▸ What you will do
Please return the following items exactly as they appear, leaving out the pictures.
— START Provided entries —
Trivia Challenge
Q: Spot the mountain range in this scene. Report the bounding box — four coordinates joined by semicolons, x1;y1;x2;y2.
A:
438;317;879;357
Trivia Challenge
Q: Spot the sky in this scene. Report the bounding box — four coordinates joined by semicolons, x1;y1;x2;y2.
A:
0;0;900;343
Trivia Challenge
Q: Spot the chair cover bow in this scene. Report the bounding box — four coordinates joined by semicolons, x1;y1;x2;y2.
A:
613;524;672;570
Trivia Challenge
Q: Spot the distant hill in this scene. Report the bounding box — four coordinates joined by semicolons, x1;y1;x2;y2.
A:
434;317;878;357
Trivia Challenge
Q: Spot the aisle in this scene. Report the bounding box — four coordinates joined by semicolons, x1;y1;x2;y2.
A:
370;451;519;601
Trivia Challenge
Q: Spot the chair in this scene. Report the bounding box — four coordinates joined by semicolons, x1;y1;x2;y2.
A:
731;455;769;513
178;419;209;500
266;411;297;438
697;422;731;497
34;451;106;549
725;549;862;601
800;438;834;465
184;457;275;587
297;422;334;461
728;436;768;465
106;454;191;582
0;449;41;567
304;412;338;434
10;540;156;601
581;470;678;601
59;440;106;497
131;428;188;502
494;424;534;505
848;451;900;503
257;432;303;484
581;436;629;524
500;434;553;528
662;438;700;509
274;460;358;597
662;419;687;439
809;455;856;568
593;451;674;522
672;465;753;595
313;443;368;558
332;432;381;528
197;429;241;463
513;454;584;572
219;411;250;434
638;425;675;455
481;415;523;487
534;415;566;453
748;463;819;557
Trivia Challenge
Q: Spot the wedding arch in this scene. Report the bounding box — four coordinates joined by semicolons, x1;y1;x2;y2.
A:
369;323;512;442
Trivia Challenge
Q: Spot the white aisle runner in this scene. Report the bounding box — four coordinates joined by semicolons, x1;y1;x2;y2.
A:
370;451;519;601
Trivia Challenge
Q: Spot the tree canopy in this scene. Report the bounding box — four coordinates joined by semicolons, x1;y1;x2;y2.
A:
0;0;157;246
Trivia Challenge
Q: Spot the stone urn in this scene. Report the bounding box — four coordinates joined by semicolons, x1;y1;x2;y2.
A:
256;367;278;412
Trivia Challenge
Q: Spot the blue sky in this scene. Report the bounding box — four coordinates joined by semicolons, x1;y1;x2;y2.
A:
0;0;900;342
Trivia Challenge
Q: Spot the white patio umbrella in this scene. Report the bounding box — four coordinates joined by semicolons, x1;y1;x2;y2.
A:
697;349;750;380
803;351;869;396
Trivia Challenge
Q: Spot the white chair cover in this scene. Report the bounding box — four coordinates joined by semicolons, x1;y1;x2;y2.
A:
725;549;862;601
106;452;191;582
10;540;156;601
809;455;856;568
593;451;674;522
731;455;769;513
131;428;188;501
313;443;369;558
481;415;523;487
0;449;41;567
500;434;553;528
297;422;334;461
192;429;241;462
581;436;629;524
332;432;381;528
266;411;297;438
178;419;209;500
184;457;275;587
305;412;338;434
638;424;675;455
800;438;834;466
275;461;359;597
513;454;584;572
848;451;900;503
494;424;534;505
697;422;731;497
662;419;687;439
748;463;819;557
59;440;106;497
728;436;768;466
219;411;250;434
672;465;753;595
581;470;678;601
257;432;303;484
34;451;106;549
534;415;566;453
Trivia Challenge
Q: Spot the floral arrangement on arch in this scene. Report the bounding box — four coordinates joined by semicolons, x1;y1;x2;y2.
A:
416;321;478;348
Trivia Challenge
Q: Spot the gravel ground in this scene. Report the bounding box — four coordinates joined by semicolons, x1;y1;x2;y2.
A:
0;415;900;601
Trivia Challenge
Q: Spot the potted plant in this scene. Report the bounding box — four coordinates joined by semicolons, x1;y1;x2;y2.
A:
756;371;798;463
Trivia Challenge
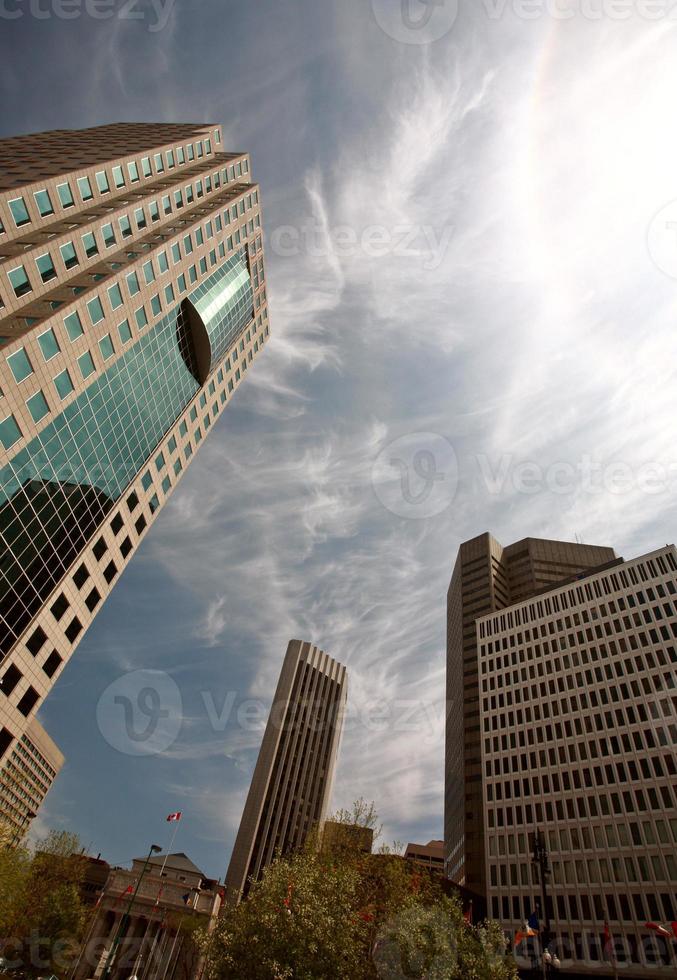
— END Provided entries —
▸ Solution to the problem
Trivia Challenge
Q: Spot the mountain range in this scene. Report the bounding box — four coordinates joined by semicolons, x1;y1;x2;y2.
A:
438;317;879;357
Trivia Challenge
Q: Spot the sky in this scene. Report the bounding box — four coordinates joined by semicolons, x1;y1;x2;y2.
A:
0;0;900;343
Trivia Challenge
Q: Spot the chair cover bow in this scene. Report the bounding box — four coordinates joined by semicolons, x1;y1;x2;y2.
A:
613;524;672;570
Trivia Challenge
Q: Spot the distant hill in this scene. Report the bounding box — four coordinates joined by semicolons, x1;y1;x2;y2.
A:
434;317;878;357
Trivia Challenge
Q: Spot the aisle in this scene. Report the bounding box — four coordinates joined by semicolons, x1;y1;x2;y2.
A:
370;451;519;601
Trivia Challenge
Q: Spot the chair in this scene. Report the bounding box — four coordinates joined by semicolons, x1;y1;x2;y2.
A:
731;455;769;513
178;419;209;500
266;411;297;438
697;422;731;497
34;451;106;549
725;549;862;601
800;438;834;465
184;457;275;587
297;422;334;461
728;436;768;465
106;454;191;582
0;449;41;567
304;412;338;434
10;540;156;601
581;470;678;601
59;440;106;497
131;428;188;502
494;424;534;505
848;451;900;503
257;432;303;484
581;436;629;524
500;434;553;528
662;438;700;509
274;460;358;597
662;419;687;439
809;455;856;568
593;451;674;522
672;465;753;595
313;443;368;558
332;432;381;528
197;429;241;463
513;454;584;572
219;411;250;434
638;425;675;455
481;415;523;487
534;415;566;453
748;463;819;557
Trivia Challenge
Q: Spot the wedding arch in this scene. Report the bounding box — four coordinates joined by semicolons, x1;y1;x2;y2.
A:
369;323;512;442
Trivia Challenge
Q: Spot the white aisle runner in this scene. Report the bounding box — four coordinates joined by semicolons, x1;y1;x2;y2.
A:
370;451;519;601
Trivia Challenge
Q: Spot the tree canopy in this scene. Report the bounding box — four coordinates joined by semicolons, x1;y1;x2;y2.
A:
0;0;157;246
Trivia Challenge
Q: Spot the stone urn in this scene. Report the bounding box — four coordinates joined by semicolons, x1;y1;x2;y2.
A:
256;367;278;412
Trivia Challenge
Q: Spot the blue sky in this scene. Report the bounding box — four coordinates joined by semicolons, x1;y1;x2;y2.
A:
0;0;900;342
Trivia Challenge
Q: Spot the white patio umbrella in this scene. Report the bounding box — four coordinates joined by semicolons, x1;y1;x2;y2.
A:
697;349;750;380
803;351;869;396
Trivia Challenge
Q: Spot the white chair cover in this scene. Report the bounding box — four coordinates joined by semicolons, x1;y1;x2;y2.
A:
725;549;862;601
106;452;191;582
10;540;156;601
809;455;856;568
593;451;674;522
731;455;769;513
131;428;188;501
313;443;369;558
481;415;523;487
0;449;41;567
500;434;553;528
297;422;334;461
192;429;241;462
581;436;629;524
332;432;381;528
266;411;297;438
178;419;209;500
184;457;275;587
305;412;338;434
638;424;675;455
800;438;834;466
275;461;359;597
513;454;584;572
848;451;900;503
494;424;534;505
697;422;731;497
662;419;687;439
748;463;819;557
59;440;106;497
728;436;768;466
219;411;250;434
672;465;753;595
581;470;678;601
257;432;303;484
34;451;106;549
534;415;566;453
Trivia Challenge
Q: Spot the floral arrangement on arch in this scene. Report the bounding box — four coordinates joined by semicolons, x1;y1;x2;y2.
A:
416;321;478;348
Trivia Challenge
Q: Spot the gravel ground in this scene. Report the bounding box — four coordinates joined by semicolons, x1;y1;x2;y2.
A:
0;415;900;601
Trivia Challenge
Q: Spot the potted plant in this scene. Report the bounding box — four coordinates joined by semicolons, x1;y1;x2;y2.
A:
756;371;798;463
Trivia Challenge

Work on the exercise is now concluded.